* Passage provided:
-- BEGIN --
Hence, the narrowing of the strength distribution of the monitoring sample caused the Wilcoxon rank sum test to (correctly) indicate a reduction in the present resource relative to the in-grade population but gave little insight into whether the monitoring sample supported the existing design values, which were based upon the lower tail of both distributions (Kretschmann et al. 2014).

In this work, FPL researchers recommend a revision to ASTM D1990, Section 14 (and related sections), in which one-sample testing replaces the existing Wilcoxon rank sum test for detecting changes in characteristic values specifically over time (ASTM International 2019). In addition, we propose one-sample tests that are specific to the distributional parameter(s) on which the characteristic values are based, rather than the general “stochastic differences” approach offered by the Wilcoxon test. We argue that testing procedures should be, at the very least, related to the methods initially applied to establish the published characteristic values. For example, if the characteristic value is based on the 5th percentile, then the test should focus its detection capabilities on the 5th percentile, e.g., a simple non-parametric test; if the characteristic value is based on the mean, then the test should focus its detection capabilities on the mean, e.g. the one-sample t-test. We show by simulation that this revision will significantly reduce the likelihood of Type I and Type II errors in these statistical procedures, potentially saving countless dollars by avoiding unnecessary lumber testing and improving the overall integrity of the monitoring process.

This paper is organized as follows. First, we explain the purposes of the monitoring program and the current testing paradigm before detailing our recommended revision to the program guidance in ASTM D1990. We then exhibit a systematic simulation that mimics the testing procedure normally followed under the monitoring program and present results of said simulations for both the Wilcoxon and the alternative tests for both modulus of elasticity (MOE) and modulus of rupture (MOR). In the last section, we provide some concluding remarks and restate our recommendations for updates to the monitoring program. Appendices discuss some mathematical modeling details and further expand on some findings in the paper.

Background

A characteristic value can assume one of three possible forms, each computed from a sample of the resource property:

  1. The sample mean, used for the modulus of elasticity (MOE),

  2. The sample median1, or

  3. The 75% Lower Tolerance Limit (LTL) for the 5th percentile, used for the modulus of rupture (MOR).

It should be noted that while these are the values assumed by the characteristic values, if perfect information was available about the properties, they would be given their corresponding population values; that is, the population mean would be used for the mean, the population median would be used for the median, and the population 5th percentile would be used for the LTL of the 5th percentile. This is important to consider when performing statistical test, and it is the reason why we use the unknown population parameters in the statement of our hypotheses discussed later.

Lumber properties can change over time. These changes can be due to a variety of reasons, e.g., advances in forest management practices, growth rates, mill processes and technologies, or grading procedures. The monitoring program was instituted as a result of the recognition of these factors. Kretschmann et al. (1999) stresses this point:

Independent grading agencies have a strong interest in determining whether significant change (particularly a decrease in material properties) in the lumber resource has occurred.

ASTM D1990 defines monitoring as

a periodic review of a subset of structural properties of a lumber cell to determine if a potential downward shift from the assigned values indicates a need for an evaluation or reassessment, or both, of allowable properties developed with this practice.

ASTM D1990 further states that a fundamental purpose of monitoring is to

determine if there is sound evidence to believe that there has been a change in the product performance sufficient to justify an evaluation … or a reassessment.
-- END --
* Dataset extract:
-- BEGIN --
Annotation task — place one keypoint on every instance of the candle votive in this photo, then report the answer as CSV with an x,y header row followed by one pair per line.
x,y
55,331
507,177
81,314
-- END --
* Short problem: Please carry on the passage about monitoring lumber strength properties under ASTM D1990, picking up right after its final sentence.

* In response:
Evaluations and reassessments are primarily performed to establish new characteristic values.

Therefore, through the monitoring program detailed in the standard, grading agencies are tasked with assessing whether a characteristic value comports with the current state of the resource. The test that has long been recommended by the standard is the Wilcoxon rank sum test, a nonparametric two-sample test that is designed to detect general stochastic differences between the corresponding populations. There are two problems with this:

  1. The Wilcoxon test does not specifically address the parameter of the property distribution that drives the characteristic value. Rather, it measures general probabilistic differences between two populations: the original from which a sample was collected and the characteristic value computed, and the current from which a sample is presented. It does not address specifically the mean, nor the median, nor the 5th percentile, nor any other specific parameter of the distribution. Therefore, used as a test whose sole purpose is to assess whether a particular one of these parameters is reasonably represented by the currently published value, the Wilcoxon is not ideal.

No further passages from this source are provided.